- WHAT TO WORK ON -
Revise the stretch of records from the line containing "Where can the potted" through the end of the records, replacing "wooden stool leg" with "stool leg" and keeping everything else the same.

- Entries from a dataset -
((

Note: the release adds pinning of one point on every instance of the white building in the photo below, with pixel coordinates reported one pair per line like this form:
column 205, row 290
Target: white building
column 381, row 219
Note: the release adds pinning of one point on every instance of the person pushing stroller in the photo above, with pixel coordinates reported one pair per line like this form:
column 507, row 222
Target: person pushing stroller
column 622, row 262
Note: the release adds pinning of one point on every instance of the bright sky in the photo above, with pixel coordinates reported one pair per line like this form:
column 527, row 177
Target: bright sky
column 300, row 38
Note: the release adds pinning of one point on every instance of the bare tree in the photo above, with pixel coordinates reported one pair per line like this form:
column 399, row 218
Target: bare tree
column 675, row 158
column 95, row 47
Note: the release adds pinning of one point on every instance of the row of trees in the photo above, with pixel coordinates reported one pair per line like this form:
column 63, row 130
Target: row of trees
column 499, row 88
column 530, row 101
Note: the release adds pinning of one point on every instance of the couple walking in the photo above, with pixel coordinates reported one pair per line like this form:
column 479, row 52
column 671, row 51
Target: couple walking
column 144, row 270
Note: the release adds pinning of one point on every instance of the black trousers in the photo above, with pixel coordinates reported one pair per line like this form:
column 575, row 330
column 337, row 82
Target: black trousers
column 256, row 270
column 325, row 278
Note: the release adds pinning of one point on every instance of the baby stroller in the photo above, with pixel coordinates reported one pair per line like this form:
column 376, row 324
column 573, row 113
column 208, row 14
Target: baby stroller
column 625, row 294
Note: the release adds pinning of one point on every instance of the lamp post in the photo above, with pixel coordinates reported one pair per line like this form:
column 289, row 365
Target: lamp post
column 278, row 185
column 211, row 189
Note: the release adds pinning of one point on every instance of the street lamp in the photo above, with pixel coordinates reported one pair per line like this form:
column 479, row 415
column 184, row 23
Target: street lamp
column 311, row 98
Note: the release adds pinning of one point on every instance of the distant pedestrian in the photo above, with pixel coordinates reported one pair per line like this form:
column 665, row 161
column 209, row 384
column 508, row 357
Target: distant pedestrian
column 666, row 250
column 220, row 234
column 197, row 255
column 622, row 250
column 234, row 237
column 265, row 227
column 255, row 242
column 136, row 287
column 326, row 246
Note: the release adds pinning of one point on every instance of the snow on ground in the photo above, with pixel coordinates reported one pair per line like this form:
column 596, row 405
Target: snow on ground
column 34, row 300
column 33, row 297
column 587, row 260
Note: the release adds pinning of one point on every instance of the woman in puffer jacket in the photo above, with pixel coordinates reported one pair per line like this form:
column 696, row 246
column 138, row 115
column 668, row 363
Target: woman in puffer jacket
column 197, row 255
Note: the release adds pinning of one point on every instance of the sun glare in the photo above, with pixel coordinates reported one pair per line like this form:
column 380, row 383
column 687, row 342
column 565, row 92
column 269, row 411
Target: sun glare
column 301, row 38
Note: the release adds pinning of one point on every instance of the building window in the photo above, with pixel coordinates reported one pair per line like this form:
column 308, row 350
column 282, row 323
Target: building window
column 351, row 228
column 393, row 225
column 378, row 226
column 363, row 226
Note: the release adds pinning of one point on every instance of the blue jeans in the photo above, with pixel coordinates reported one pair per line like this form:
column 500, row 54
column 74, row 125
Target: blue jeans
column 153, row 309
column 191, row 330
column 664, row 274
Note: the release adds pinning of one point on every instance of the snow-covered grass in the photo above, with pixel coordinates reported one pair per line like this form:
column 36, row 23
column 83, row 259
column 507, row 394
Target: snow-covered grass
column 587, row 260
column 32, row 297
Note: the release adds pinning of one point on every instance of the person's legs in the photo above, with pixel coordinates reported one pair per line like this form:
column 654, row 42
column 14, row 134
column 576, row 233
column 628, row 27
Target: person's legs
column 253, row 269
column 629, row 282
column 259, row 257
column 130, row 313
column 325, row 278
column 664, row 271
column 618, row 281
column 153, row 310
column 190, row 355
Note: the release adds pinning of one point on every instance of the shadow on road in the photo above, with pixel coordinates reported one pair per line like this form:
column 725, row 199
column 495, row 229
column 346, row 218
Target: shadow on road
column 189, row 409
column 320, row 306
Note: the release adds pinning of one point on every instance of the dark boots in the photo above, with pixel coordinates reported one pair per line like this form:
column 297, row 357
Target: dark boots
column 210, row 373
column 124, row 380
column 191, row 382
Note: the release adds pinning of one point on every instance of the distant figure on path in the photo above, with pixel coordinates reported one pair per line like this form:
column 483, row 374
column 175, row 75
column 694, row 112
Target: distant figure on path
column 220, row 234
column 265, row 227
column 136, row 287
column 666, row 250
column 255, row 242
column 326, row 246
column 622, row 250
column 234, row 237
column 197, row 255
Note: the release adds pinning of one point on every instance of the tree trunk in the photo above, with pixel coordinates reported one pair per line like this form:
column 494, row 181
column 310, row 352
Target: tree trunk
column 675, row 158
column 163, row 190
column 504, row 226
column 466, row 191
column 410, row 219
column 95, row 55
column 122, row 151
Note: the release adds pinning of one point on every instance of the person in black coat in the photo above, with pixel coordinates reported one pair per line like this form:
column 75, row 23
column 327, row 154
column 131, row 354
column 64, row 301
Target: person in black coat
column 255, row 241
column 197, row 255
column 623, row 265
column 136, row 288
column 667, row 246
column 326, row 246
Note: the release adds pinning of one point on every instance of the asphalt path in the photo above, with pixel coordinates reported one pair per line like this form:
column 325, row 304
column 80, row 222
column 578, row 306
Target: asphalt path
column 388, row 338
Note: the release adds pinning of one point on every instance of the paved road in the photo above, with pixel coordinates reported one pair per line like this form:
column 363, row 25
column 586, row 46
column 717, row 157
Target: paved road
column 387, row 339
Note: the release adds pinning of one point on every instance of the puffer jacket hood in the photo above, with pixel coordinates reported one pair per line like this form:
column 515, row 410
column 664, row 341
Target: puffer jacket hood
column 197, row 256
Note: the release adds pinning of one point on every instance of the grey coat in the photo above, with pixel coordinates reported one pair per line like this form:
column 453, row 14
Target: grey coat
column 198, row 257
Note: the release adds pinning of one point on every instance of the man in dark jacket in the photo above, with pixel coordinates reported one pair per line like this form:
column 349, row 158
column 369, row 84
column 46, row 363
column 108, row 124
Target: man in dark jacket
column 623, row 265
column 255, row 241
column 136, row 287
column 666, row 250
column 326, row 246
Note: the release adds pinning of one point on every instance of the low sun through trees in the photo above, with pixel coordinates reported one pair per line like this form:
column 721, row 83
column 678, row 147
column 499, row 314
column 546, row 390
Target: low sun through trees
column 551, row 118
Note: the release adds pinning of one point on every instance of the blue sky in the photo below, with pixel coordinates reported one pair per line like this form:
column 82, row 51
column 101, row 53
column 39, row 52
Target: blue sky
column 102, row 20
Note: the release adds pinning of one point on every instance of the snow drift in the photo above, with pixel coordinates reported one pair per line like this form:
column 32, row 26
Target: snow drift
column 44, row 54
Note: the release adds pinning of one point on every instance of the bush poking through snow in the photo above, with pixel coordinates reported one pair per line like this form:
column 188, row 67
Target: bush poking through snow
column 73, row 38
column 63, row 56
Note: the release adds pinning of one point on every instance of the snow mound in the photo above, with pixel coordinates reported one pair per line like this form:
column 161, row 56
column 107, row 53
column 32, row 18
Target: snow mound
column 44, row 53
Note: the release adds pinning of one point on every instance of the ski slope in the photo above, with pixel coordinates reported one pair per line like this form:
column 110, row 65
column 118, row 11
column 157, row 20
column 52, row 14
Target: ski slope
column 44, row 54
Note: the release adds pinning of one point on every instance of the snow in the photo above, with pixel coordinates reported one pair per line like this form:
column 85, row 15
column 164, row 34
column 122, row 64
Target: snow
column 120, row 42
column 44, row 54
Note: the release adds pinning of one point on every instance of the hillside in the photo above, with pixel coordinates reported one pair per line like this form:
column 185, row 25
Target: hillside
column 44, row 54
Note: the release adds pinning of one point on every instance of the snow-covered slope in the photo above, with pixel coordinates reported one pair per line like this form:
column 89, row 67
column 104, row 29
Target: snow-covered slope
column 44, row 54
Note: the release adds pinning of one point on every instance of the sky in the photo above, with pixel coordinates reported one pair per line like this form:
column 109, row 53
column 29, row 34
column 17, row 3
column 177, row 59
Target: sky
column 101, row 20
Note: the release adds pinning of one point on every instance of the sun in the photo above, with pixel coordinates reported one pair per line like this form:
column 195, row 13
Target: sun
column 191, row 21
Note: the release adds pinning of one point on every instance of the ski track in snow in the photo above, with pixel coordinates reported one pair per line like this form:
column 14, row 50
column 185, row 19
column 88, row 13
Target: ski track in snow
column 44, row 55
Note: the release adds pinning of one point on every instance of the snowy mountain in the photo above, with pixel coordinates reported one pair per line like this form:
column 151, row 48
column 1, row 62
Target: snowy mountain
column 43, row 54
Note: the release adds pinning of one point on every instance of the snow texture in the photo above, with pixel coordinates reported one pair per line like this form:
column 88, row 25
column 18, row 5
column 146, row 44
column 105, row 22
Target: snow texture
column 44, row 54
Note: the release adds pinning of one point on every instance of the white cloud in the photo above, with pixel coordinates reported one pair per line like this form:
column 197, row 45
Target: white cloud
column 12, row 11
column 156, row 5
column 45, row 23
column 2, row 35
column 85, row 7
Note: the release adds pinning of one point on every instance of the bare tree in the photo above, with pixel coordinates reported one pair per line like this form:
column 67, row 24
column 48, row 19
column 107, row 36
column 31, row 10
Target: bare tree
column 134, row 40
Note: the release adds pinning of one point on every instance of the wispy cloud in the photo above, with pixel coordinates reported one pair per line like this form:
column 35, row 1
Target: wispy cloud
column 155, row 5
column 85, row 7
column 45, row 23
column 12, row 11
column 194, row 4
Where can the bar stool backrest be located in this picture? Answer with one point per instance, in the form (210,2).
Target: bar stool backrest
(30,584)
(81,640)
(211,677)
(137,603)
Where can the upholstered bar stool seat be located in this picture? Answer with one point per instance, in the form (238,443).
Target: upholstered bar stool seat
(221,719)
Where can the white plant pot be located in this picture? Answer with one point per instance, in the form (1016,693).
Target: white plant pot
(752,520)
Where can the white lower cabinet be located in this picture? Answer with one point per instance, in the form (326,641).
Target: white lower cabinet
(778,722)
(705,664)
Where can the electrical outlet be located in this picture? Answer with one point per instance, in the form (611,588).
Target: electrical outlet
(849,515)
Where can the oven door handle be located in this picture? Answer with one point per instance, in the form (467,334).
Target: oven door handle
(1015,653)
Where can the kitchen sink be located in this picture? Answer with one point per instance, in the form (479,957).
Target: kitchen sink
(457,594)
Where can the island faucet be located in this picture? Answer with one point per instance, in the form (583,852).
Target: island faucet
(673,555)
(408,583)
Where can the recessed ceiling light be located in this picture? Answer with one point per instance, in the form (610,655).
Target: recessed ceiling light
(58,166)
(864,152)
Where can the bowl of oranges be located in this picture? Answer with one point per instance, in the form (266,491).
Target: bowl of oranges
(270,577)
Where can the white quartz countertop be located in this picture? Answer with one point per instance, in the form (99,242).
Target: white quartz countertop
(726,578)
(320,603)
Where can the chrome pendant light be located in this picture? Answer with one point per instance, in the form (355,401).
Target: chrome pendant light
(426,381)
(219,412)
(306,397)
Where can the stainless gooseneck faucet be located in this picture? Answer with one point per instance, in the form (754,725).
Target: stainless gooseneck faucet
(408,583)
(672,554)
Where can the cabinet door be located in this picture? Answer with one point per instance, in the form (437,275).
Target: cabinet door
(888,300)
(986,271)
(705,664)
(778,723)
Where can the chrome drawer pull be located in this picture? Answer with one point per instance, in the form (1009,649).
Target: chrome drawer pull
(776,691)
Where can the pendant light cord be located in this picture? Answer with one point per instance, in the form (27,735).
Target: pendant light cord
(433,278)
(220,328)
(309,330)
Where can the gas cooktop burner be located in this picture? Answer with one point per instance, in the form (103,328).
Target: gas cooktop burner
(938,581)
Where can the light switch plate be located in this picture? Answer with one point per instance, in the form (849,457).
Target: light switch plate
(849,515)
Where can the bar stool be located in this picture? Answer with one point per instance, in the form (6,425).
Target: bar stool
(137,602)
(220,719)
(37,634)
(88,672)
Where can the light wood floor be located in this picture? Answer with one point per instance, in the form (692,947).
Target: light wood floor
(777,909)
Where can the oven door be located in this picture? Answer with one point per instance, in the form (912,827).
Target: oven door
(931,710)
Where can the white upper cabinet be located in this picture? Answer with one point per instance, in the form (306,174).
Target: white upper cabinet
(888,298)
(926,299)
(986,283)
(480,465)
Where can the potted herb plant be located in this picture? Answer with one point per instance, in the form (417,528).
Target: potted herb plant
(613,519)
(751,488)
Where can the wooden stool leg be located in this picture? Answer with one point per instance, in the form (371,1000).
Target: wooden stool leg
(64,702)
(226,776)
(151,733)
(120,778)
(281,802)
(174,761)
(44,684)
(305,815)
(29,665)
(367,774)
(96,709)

))

- TASK SOLUTION -
Where can the potted herb plant be located in this picture? Answer with one point per instance, in the form (417,528).
Target: potted herb plant
(613,519)
(751,488)
Where can the stool leg be located in this picture? Answer with one point per instance, in the form (371,1000).
Target: stool leg
(64,702)
(226,776)
(151,733)
(120,778)
(281,802)
(174,761)
(44,684)
(305,815)
(29,665)
(367,774)
(96,709)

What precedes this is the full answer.